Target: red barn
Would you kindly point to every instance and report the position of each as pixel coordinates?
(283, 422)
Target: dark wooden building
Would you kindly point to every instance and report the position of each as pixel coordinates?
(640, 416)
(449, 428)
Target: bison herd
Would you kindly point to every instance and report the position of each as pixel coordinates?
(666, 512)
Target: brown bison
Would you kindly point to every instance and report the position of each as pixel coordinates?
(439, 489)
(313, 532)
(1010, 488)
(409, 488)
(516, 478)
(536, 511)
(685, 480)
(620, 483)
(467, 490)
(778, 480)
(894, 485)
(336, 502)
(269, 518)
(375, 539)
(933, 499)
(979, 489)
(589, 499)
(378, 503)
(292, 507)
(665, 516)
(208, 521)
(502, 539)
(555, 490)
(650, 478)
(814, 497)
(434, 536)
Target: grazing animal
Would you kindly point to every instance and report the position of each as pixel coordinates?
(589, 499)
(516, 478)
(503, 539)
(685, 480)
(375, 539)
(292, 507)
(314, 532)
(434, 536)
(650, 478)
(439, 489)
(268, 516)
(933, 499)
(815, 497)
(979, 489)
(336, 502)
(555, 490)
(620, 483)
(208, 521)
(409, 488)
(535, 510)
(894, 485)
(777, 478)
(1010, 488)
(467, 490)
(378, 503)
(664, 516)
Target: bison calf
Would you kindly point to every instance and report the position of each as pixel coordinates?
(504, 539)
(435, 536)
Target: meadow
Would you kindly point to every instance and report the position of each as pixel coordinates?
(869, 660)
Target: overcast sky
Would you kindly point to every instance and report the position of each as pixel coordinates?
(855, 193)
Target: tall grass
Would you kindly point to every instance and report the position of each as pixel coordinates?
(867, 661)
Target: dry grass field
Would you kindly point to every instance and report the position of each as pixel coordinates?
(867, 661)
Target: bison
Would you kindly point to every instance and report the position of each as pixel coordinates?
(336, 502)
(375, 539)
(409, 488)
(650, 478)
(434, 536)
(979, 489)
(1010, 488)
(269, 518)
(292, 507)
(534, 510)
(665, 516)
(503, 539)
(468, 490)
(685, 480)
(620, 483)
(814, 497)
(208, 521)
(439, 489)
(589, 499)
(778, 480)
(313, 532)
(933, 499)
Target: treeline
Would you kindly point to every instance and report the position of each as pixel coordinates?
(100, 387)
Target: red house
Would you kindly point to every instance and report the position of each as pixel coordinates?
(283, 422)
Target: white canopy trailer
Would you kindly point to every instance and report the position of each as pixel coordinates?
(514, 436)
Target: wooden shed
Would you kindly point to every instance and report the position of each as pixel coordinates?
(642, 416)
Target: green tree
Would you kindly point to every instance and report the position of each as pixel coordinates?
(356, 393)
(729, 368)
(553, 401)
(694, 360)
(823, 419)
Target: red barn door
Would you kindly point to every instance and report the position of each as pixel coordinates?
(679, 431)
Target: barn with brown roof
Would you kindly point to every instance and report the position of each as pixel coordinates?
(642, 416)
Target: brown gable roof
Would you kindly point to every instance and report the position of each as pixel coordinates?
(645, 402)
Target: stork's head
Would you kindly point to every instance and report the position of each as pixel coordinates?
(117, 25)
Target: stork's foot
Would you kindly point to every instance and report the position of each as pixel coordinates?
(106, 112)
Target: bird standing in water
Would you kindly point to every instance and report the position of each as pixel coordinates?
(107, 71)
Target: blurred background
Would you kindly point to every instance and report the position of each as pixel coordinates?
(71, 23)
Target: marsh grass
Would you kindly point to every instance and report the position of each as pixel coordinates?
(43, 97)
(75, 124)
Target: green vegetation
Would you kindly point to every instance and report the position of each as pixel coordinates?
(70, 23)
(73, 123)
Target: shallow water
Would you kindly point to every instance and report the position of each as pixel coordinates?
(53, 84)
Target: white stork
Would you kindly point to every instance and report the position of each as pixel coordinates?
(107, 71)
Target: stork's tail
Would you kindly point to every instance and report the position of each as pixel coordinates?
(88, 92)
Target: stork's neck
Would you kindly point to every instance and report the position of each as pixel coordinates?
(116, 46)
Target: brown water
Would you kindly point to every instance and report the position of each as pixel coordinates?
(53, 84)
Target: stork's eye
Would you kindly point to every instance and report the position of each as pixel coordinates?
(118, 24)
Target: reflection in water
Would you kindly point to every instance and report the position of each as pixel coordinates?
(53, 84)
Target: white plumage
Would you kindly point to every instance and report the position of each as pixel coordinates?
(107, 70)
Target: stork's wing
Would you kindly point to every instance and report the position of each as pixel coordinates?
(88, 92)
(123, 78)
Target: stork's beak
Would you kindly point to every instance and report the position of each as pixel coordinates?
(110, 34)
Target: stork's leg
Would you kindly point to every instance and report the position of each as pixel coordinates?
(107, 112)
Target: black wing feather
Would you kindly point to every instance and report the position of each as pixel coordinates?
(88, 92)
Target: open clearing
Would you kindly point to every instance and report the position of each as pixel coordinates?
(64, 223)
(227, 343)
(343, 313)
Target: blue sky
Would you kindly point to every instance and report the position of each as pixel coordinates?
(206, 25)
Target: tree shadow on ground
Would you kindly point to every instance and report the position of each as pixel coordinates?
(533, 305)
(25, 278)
------------------------------------------------
§ **GOAL OF THE EXERCISE**
Using the data above, print every record exactly as shown.

§ **EXERCISE ANSWER**
Target: red barn
Would you kindly point to every instance and report the position of each as pixel coordinates?
(283, 422)
Target: dark wooden building
Would you kindly point to every instance and report the position of each as pixel coordinates?
(640, 416)
(449, 428)
Target: bison herd
Would you kindly point to every instance and report the position of each as pixel coordinates?
(666, 512)
Target: brown bison
Would you kindly point to every instance and report the position of each as pixel coordinates?
(439, 489)
(313, 532)
(1010, 488)
(409, 488)
(516, 478)
(536, 511)
(685, 480)
(620, 483)
(467, 490)
(778, 480)
(894, 485)
(336, 502)
(269, 518)
(375, 539)
(933, 499)
(979, 489)
(589, 499)
(378, 503)
(292, 507)
(665, 516)
(208, 521)
(502, 539)
(555, 490)
(650, 478)
(814, 497)
(434, 536)
Target: grazing animal
Would you kindly point to every instance and report the position of each as pixel coordinates?
(589, 499)
(516, 478)
(503, 539)
(685, 480)
(375, 539)
(292, 507)
(314, 532)
(434, 536)
(650, 478)
(439, 489)
(268, 516)
(933, 499)
(815, 497)
(979, 489)
(336, 502)
(555, 490)
(620, 483)
(208, 521)
(409, 488)
(535, 510)
(894, 485)
(777, 478)
(1010, 488)
(467, 490)
(378, 503)
(664, 516)
Target: bison calf
Would you kindly point to every instance and report the position of each as pixel coordinates?
(504, 539)
(435, 536)
Target: meadow
Would you kindly point to every instance and report the position of each as pixel coordinates?
(869, 660)
Target: overcast sky
Would you kindly point to every instance and report the position of each as pixel coordinates?
(855, 193)
Target: tall grass
Would you kindly point to every instance and report the position of each as pixel coordinates?
(867, 661)
Target: dry grass field
Would you kindly point to every instance and report the position of each as pixel coordinates?
(867, 661)
Target: bison
Would you kindly point to every instance and report the position of each as pixel coordinates?
(336, 502)
(375, 539)
(409, 488)
(650, 478)
(434, 536)
(979, 489)
(1010, 488)
(269, 518)
(292, 507)
(534, 510)
(665, 516)
(503, 539)
(468, 490)
(685, 480)
(620, 483)
(814, 497)
(208, 521)
(439, 489)
(589, 499)
(778, 480)
(313, 532)
(933, 499)
Target: treeline
Would you kindly point to every instance and report the position of each as pixel coordinates?
(100, 387)
Target: red house
Would you kindly point to every instance and report the position of each as pixel coordinates?
(283, 422)
Target: white canopy trailer
Would you kindly point to every instance and report the position of each as pixel coordinates?
(514, 436)
Target: wooden shed
Would you kindly point to every instance and report the position of each as pixel coordinates?
(642, 416)
Target: green tree
Would you kindly point to every instance and report the position of each as pixel coordinates?
(356, 393)
(729, 368)
(553, 401)
(694, 360)
(823, 419)
Target: red barn door
Would you kindly point to every instance and report the position of each as pixel coordinates?
(679, 431)
Target: barn with brown roof
Would you kindly point to every instance and report the position of each as pixel coordinates?
(642, 416)
Target: brown gable roof
Would you kindly point to every instance and report the position of each as pixel coordinates?
(645, 402)
Target: stork's head
Would you kindly point to every instance and report the position of each as pixel coordinates?
(117, 25)
Target: stork's foot
Would you kindly point to every instance and report the position of each as pixel coordinates?
(106, 112)
Target: bird standing in water
Would you kindly point to every instance and report the position of each as pixel coordinates?
(107, 71)
Target: blurred background
Would you kindly point to every instance and report the position of each as pixel coordinates?
(71, 23)
Target: marsh grass
Would you kindly point to every instance and report the position of each as pixel coordinates?
(43, 97)
(75, 124)
Target: green vegetation
Would you kindly point to every instance and report the position of each as pixel coordinates?
(70, 23)
(73, 123)
Target: shallow water
Would you kindly point to every instance and report the position of each as pixel coordinates?
(53, 84)
Target: white stork
Would you kindly point to every instance and report the position of each as pixel coordinates?
(107, 71)
Target: stork's tail
Would you kindly point to every instance and report the position of each as pixel coordinates?
(88, 92)
Target: stork's neck
Would you kindly point to every instance and report the position of each as pixel coordinates?
(116, 46)
Target: brown water
Would you kindly point to every instance and report the position of each as pixel coordinates?
(53, 84)
Target: stork's eye
Would you kindly point to every instance and report the position of each as pixel coordinates?
(118, 24)
Target: reflection in water
Would you kindly point to every instance and report the position of each as pixel coordinates?
(53, 84)
Target: white plumage
Would you kindly point to every instance and report the position of each as pixel coordinates?
(107, 70)
Target: stork's wing
Would you kindly point to every instance and report the position of each as pixel coordinates?
(88, 92)
(123, 78)
Target: stork's beak
Would you kindly point to every instance and report the position of each as pixel coordinates?
(110, 34)
Target: stork's leg
Would you kindly point to every instance and report the position of each as pixel coordinates?
(107, 112)
Target: black wing feather
Would you kindly point to every instance and report the position of each as pixel coordinates?
(88, 92)
Target: open clearing
Would you kindly point to every instance and report the position of each as pixel coordinates?
(64, 223)
(227, 343)
(343, 313)
Target: blue sky
Would you kindly point to every instance and report the position of each as pixel coordinates?
(206, 25)
Target: tree shadow on ground
Would you kindly point to every instance and report the position of each as pixel coordinates?
(533, 305)
(25, 278)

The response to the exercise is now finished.